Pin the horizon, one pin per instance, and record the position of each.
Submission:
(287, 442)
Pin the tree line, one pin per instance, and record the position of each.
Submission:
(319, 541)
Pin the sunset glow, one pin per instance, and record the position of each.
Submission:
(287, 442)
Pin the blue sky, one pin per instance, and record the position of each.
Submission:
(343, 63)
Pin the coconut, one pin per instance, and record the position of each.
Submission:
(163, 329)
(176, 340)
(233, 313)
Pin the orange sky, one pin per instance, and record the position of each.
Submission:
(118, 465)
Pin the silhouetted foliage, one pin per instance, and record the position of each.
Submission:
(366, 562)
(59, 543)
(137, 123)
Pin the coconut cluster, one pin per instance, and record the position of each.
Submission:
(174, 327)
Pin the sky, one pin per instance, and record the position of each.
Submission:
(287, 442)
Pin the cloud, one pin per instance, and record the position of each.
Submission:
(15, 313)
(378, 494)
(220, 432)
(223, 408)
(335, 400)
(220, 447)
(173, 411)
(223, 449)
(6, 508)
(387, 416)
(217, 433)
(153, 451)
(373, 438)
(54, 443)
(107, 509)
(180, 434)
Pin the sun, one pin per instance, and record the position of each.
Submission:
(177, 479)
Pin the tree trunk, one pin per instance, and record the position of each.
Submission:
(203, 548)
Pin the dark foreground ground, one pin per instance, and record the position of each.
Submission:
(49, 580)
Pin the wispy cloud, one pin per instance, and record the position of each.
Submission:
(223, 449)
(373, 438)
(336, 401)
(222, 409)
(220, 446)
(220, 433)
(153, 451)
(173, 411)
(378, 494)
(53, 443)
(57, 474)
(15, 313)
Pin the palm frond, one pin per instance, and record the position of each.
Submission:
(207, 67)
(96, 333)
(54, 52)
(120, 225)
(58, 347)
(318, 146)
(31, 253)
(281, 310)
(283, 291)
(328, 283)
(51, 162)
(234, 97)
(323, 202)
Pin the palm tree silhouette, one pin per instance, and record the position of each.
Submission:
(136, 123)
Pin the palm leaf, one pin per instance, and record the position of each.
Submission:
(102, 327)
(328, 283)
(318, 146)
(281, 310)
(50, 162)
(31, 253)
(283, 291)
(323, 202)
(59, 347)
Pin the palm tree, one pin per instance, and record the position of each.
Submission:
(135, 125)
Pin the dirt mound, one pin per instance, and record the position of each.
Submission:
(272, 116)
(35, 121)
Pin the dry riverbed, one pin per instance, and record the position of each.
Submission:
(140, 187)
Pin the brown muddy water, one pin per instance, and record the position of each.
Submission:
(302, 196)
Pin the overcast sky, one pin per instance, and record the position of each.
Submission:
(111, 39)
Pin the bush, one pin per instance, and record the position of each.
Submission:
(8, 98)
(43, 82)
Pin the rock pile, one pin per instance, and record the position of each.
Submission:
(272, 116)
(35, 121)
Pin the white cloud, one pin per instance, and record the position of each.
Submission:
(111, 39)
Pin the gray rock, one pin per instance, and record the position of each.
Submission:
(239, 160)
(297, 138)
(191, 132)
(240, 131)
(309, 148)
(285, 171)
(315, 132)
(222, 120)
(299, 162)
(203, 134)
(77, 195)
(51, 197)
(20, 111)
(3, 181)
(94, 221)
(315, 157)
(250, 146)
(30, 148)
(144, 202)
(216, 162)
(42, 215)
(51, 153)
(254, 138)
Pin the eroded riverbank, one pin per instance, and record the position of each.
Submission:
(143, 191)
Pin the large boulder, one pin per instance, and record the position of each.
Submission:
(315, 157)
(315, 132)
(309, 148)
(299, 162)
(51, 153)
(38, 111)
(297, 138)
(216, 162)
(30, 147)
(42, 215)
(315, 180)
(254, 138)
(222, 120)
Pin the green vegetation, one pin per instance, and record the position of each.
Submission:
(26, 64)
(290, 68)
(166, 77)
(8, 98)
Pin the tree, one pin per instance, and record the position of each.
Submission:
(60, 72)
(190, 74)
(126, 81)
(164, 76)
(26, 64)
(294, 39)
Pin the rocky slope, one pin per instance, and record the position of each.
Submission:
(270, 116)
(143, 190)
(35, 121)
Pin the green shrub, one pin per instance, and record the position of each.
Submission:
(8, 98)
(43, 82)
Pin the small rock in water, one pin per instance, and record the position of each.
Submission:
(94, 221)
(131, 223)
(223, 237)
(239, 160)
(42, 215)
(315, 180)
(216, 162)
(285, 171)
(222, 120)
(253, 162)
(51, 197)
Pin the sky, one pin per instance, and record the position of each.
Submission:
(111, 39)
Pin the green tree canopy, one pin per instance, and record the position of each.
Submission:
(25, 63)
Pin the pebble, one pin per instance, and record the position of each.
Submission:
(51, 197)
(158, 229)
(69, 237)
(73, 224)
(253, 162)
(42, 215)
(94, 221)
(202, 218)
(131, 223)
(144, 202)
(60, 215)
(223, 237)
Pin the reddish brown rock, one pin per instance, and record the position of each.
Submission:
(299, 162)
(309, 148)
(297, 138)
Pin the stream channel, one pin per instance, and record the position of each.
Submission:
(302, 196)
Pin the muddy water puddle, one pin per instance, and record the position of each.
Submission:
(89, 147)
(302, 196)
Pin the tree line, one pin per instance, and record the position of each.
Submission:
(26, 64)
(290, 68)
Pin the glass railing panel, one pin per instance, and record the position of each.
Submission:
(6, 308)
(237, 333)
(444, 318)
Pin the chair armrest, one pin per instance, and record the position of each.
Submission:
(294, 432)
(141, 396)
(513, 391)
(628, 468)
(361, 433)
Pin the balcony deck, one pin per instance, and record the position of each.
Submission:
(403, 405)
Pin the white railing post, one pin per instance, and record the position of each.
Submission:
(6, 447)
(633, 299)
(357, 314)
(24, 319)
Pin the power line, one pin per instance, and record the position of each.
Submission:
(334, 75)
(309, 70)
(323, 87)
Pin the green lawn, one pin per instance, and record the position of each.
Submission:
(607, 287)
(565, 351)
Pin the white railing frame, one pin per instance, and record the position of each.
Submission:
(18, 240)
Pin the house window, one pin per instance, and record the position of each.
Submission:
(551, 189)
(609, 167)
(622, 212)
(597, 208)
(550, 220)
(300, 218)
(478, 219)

--

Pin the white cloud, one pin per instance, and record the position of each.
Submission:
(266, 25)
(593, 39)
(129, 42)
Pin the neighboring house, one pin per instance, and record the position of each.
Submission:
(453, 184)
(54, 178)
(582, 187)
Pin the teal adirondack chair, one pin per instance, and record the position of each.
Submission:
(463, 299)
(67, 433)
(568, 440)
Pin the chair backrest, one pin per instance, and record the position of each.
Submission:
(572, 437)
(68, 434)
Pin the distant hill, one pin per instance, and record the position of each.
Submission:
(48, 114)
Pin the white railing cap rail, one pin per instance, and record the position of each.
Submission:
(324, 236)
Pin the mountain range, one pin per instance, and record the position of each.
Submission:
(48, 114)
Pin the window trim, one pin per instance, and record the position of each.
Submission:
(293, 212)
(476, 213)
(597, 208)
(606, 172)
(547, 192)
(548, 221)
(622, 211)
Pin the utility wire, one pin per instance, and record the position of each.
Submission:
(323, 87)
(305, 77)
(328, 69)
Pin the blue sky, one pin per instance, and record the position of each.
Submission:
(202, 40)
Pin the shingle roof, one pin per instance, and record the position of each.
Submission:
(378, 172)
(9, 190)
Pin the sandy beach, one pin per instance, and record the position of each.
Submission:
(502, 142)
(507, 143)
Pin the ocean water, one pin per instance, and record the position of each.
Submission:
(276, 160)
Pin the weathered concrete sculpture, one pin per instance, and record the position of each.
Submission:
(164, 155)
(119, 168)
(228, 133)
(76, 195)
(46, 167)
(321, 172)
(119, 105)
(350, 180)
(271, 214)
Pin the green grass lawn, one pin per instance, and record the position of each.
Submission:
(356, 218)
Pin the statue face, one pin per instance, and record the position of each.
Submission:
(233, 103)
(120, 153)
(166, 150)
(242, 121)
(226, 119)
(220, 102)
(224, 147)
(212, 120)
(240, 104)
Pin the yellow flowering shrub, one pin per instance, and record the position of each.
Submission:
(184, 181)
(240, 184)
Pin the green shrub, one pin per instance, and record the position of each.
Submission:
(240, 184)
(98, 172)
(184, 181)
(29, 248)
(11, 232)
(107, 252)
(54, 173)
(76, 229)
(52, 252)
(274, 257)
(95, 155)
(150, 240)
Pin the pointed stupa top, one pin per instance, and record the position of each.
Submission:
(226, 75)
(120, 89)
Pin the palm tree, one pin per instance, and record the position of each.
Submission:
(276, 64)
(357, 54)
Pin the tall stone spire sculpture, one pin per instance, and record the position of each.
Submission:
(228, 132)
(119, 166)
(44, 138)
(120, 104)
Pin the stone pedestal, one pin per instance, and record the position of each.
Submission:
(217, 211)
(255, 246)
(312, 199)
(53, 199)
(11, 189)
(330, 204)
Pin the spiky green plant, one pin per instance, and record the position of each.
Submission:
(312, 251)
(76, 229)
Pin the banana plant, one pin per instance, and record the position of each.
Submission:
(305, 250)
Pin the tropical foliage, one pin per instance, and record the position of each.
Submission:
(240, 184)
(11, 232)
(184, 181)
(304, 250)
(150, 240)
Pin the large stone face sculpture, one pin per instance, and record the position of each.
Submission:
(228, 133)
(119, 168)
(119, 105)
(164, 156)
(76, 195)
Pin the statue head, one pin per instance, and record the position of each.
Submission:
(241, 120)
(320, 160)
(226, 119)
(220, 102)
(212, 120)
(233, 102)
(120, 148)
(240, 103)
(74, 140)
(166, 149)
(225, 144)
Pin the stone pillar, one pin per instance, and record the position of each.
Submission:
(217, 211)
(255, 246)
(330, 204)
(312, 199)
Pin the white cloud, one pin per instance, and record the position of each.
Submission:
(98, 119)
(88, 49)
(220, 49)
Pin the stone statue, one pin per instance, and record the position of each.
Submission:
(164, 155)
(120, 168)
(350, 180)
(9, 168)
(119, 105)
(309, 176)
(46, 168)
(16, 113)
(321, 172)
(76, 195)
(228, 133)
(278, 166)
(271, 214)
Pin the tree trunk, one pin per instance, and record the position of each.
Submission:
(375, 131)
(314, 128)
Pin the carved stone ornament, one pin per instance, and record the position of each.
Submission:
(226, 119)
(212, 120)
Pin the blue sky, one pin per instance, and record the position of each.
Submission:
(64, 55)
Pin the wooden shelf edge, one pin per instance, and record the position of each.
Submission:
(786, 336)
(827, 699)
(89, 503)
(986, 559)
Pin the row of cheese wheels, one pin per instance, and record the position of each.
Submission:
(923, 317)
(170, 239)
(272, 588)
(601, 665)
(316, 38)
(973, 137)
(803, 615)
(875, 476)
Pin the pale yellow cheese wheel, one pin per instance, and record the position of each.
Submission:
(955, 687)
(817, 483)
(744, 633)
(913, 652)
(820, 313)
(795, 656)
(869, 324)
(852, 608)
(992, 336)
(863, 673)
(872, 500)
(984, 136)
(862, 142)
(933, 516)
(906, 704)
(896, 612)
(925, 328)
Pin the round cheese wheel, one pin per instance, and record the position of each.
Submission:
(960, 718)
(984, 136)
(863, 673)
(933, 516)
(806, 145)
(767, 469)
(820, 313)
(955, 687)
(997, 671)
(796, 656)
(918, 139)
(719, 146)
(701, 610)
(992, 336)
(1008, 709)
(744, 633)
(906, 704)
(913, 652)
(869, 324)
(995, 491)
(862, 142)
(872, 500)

What the exercise asks: Gather up every line in the data above that contains the word "window", copying each one.

Solution to the exercise:
Pin the house window, one pin per instance, and record the position of each.
Pin the window trim, one pin per instance, and record the position of each.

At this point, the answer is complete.